* **Page**
——————

Tchaikovsky 4/5/6 - Ormandy/Philly Columbia lp box, and Sibelius symphony box on Epic, Watanabe/Japan Philharmonic. I received those in the late 1960s


----------



## elgar's ghost (Aug 8, 2010)

Years ago I gently advised relatives not to buy me any musical presents. I said something along the lines that I had enough albums already but the reality was that I would feel a bit uneasy about not liking a gift when the giver was only trying his or her best.


----------



## Montarsolo (5 mo ago)

When I got to know classical music as a teenager through the radio and records, my mother said: then you should actually go to a classical concert. She took me to a concert in a church with Vera Beths, Anner Bylsma and Gerard van Blerk. They played Beethoven and Tchaikovsky, among others. We left early so we were seated in the front. 

It made a huge impression! I still have the program booklet at home.


----------



## Enthusiast (Mar 5, 2016)

My parents gave me the Klemperer recording of The Magic Flute when I was 10. I have now replaced those LPs with CDs but this is still a recording of the work that I feel is hard to beat. It helped that the set was issued without the spoken (in German) parts.


----------



## RobertJTh (Sep 19, 2021)

——————

* **Provided records**
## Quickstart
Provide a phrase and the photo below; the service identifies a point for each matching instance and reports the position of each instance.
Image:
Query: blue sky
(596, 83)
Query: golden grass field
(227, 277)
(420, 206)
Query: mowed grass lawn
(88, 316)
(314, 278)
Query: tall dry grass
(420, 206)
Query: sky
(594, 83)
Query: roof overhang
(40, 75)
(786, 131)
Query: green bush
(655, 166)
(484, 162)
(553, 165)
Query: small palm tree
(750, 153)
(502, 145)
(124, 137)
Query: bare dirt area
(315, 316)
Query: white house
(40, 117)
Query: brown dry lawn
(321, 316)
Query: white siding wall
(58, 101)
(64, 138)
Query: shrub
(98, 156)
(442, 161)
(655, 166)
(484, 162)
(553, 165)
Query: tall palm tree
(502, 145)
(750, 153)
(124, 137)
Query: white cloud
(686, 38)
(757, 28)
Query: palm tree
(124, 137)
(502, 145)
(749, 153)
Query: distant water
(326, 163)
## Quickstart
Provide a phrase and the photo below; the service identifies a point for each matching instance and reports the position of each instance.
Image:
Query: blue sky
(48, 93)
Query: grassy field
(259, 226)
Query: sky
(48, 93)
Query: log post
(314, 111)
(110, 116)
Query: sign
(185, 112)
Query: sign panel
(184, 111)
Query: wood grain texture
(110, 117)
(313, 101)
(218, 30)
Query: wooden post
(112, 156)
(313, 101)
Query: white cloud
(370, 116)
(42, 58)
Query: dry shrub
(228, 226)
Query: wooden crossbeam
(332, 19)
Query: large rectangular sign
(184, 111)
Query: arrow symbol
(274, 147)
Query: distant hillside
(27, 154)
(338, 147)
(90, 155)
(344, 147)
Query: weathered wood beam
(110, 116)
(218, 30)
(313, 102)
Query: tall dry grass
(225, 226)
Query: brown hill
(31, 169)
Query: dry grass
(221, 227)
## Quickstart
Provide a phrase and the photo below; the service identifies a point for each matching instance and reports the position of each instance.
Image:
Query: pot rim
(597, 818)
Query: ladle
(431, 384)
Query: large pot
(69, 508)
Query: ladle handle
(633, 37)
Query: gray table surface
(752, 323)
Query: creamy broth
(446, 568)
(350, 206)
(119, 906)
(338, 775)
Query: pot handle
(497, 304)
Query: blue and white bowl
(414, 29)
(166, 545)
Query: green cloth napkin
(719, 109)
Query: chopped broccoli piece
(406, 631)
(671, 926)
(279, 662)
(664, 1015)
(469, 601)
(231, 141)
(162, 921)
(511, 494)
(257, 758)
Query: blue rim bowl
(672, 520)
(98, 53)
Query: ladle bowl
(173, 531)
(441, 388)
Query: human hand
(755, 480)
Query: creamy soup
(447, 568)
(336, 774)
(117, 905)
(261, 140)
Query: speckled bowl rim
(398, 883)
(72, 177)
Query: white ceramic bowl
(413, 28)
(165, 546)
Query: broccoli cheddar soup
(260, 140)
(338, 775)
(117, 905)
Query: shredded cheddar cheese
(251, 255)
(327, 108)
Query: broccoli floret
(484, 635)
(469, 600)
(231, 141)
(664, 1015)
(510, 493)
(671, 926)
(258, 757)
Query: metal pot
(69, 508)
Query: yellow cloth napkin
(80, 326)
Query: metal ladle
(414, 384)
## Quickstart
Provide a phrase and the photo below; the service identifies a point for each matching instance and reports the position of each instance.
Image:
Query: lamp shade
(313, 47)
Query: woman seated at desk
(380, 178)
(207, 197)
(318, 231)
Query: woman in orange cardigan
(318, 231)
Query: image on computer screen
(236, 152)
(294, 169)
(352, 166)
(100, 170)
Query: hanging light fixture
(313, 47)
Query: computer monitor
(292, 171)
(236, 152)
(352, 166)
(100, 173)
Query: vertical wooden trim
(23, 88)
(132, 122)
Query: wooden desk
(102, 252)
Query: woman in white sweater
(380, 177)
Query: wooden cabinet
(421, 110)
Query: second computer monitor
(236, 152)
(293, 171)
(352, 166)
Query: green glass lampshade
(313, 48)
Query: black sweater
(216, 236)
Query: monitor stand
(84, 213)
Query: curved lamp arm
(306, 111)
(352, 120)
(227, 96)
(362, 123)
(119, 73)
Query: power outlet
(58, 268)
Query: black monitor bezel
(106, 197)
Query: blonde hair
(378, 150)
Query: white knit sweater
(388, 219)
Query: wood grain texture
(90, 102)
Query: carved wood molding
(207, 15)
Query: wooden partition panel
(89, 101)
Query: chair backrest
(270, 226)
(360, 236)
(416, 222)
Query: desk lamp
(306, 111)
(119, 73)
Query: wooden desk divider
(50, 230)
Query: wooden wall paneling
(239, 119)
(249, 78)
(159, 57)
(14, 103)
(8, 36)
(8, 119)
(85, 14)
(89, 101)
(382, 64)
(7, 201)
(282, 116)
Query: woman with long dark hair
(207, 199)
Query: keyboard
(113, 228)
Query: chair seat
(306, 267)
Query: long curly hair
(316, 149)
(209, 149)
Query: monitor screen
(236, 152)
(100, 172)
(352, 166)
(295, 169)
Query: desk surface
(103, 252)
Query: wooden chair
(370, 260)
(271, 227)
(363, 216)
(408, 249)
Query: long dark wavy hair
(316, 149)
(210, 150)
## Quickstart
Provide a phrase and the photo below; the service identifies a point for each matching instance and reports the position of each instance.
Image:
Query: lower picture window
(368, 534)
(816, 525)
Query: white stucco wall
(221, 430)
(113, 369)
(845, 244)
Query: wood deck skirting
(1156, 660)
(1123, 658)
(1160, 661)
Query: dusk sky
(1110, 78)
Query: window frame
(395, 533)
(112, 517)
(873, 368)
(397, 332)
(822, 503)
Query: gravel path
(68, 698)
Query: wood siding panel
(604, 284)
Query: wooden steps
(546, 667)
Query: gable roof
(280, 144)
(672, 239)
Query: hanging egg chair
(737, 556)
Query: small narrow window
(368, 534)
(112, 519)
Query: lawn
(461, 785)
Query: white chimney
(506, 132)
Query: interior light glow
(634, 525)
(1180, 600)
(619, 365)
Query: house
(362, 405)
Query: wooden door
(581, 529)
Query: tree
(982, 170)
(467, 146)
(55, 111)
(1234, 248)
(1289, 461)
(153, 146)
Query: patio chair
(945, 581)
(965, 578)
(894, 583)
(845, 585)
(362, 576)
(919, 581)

——————

* **Parts of the exercise**
A – Answer these questions from the thread:
(i) Which conductor and orchestra appear on the Sibelius symphony box on Epic?
(ii) Which three performers played at the church concert that Montarsolo attended?
(iii) How old was Enthusiast when given the Klemperer recording of The Magic Flute?
B – Turn the paragraph in the thread beginning "When I got to know classical music" into a short bulleted list that keeps its main facts.

* **Exercise responses**
A –
(i) Watanabe and the Japan Philharmonic.
(ii) Vera Beths, Anner Bylsma and Gerard van Blerk.
(iii) 10.

B –
- Got to know classical music as a teenager through the radio and records.
- The writer's mother suggested going to a classical concert and took the writer to one in a church.
- Performers: Vera Beths, Anner Bylsma and Gerard van Blerk.
- The program included Beethoven and Tchaikovsky, among others.
- They left early, so they were seated in the front.